Every record here needs to be written out again exactly.

>>>>

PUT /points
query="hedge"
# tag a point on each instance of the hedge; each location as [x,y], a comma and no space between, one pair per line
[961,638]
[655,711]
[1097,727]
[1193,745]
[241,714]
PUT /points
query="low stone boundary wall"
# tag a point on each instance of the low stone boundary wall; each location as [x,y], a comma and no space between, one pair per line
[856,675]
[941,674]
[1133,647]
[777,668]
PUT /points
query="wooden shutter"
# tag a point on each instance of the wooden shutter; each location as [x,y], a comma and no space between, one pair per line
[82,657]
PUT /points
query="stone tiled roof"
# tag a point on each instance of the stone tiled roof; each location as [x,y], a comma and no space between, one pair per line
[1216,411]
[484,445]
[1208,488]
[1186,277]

<<<<

• _Written solution_
PUT /points
query="hedge"
# tag a point on each instance of the hedge; each location as [x,y], a comma and no space between, one pair per line
[961,638]
[655,711]
[1097,727]
[1193,745]
[241,714]
PUT /points
query="low stone boundary wall"
# tag a point on each instance of the low stone boundary wall; each location as [x,y], a comma and no space between, one pair per line
[856,675]
[941,674]
[1133,647]
[777,668]
PUT /points
query="wooden shutter"
# tag a point on each instance of the wooden shutter; each location as [x,y], a comma and no space between, one pair per line
[82,657]
PUT /points
query="stone tiled roof"
# tag a point on each instance of the stone tiled roof; each location as [x,y], a comma and no space between, one pair per line
[1216,411]
[484,445]
[1208,488]
[1186,277]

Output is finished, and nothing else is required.